[WHAT YOU HAVE TO DO] Turn every line of the entries into a numbered list, skipping any blank lines.

━━━━━━━━━━

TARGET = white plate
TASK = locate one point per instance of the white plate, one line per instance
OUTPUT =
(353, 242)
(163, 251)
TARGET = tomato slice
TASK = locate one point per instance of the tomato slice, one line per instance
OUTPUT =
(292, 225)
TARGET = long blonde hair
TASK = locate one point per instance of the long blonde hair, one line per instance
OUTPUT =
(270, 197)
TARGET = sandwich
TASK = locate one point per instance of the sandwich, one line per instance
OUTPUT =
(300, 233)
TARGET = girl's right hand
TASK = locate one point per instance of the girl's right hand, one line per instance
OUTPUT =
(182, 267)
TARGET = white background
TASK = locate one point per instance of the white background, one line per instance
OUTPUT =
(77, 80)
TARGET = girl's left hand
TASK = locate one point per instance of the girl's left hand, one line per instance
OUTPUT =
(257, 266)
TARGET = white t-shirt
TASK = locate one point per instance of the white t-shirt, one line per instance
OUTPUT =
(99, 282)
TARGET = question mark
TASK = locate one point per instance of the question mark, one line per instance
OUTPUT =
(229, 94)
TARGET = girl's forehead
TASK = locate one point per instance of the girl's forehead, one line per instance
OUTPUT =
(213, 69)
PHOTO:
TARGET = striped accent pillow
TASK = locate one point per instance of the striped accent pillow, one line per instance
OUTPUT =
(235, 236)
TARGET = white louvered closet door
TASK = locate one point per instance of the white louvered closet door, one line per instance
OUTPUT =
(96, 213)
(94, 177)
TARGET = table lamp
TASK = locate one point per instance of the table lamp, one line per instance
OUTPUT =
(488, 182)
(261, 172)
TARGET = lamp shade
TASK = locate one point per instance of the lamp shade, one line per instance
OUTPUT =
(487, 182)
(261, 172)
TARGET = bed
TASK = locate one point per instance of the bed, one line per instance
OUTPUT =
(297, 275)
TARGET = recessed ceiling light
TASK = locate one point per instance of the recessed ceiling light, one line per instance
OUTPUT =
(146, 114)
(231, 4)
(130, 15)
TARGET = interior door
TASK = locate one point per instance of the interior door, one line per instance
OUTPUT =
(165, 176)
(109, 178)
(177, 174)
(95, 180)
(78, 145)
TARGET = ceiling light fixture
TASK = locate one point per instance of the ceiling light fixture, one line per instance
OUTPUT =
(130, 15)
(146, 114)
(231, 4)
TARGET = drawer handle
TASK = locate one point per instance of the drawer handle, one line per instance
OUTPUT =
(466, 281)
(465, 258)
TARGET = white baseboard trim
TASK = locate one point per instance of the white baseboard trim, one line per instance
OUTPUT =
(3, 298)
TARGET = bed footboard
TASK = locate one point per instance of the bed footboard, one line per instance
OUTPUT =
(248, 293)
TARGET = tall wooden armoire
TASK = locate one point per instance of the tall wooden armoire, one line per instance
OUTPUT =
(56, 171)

━━━━━━━━━━

[EXPECTED ANSWER]
1. TARGET = white plate
2. TASK = locate one point per instance of the white plate, one line per instance
3. OUTPUT =
4. (353, 242)
5. (163, 251)
6. TARGET = tomato slice
7. TASK = locate one point per instance of the tomato slice, one line per instance
8. OUTPUT =
9. (292, 225)
10. TARGET = long blonde hair
11. TASK = locate one point per instance of the long blonde hair, one line per instance
12. OUTPUT =
13. (270, 197)
14. TARGET = sandwich
15. TASK = locate one point per instance of the sandwich, one line per instance
16. OUTPUT =
17. (300, 233)
18. TARGET = girl's right hand
19. TASK = locate one point per instance of the girl's right hand, one line per instance
20. OUTPUT =
21. (182, 267)
22. TARGET = white background
23. TASK = locate one point per instance of the white background, one line per instance
24. OUTPUT =
25. (77, 80)
26. TARGET = girl's left hand
27. TASK = locate one point per instance of the girl's left hand, one line per instance
28. OUTPUT =
29. (257, 266)
30. TARGET = white t-shirt
31. TASK = locate one point per instance of the white t-shirt, one line per instance
32. OUTPUT =
33. (99, 282)
34. TARGET = question mark
35. TASK = locate one point per instance of the question mark, one line per instance
36. OUTPUT =
37. (229, 94)
38. TARGET = girl's forehead
39. TASK = locate one point per instance of the girl's forehead, one line per instance
40. OUTPUT =
41. (213, 69)
42. PHOTO:
43. TARGET = striped accent pillow
44. TASK = locate one point per instance of the striped accent pillow, one line per instance
45. OUTPUT =
46. (235, 236)
47. TARGET = white louvered closet door
48. TASK = locate one point per instance of the white louvered closet door, one line per instance
49. OUTPUT =
50. (96, 213)
51. (94, 177)
52. TARGET = table lamp
53. TASK = locate one point per instance of the table lamp, one line per instance
54. OUTPUT =
55. (488, 182)
56. (261, 172)
57. TARGET = lamp shade
58. TASK = locate one point per instance of the lamp shade, one line per instance
59. OUTPUT =
60. (487, 182)
61. (261, 172)
62. TARGET = bed
63. TASK = locate one point per instance of the bed, one line per instance
64. OUTPUT =
65. (297, 275)
66. TARGET = recessed ceiling light
67. TASK = locate one point per instance of the recessed ceiling light, one line per instance
68. OUTPUT =
69. (146, 114)
70. (231, 4)
71. (130, 15)
72. TARGET = interior door
73. TASK = locate one point per instance of the interior door, one line per instance
74. OUTPUT =
75. (165, 176)
76. (109, 178)
77. (177, 174)
78. (95, 180)
79. (78, 145)
80. TARGET = ceiling light fixture
81. TASK = locate one point per instance of the ceiling light fixture, one line per instance
82. OUTPUT =
83. (130, 15)
84. (146, 114)
85. (231, 4)
86. TARGET = drawer handle
87. TASK = locate one point per instance of the drawer handle, one line per instance
88. OUTPUT =
89. (466, 281)
90. (465, 258)
91. TARGET = white baseboard trim
92. TASK = locate one point per instance of the white baseboard trim, one line per instance
93. OUTPUT =
94. (3, 298)
95. TARGET = bed footboard
96. TASK = locate one point per instance of the bed footboard, one line per instance
97. OUTPUT =
98. (248, 293)
99. TARGET = tall wooden armoire
100. TASK = locate one point per instance of the tall wooden armoire, one line per instance
101. OUTPUT =
102. (56, 171)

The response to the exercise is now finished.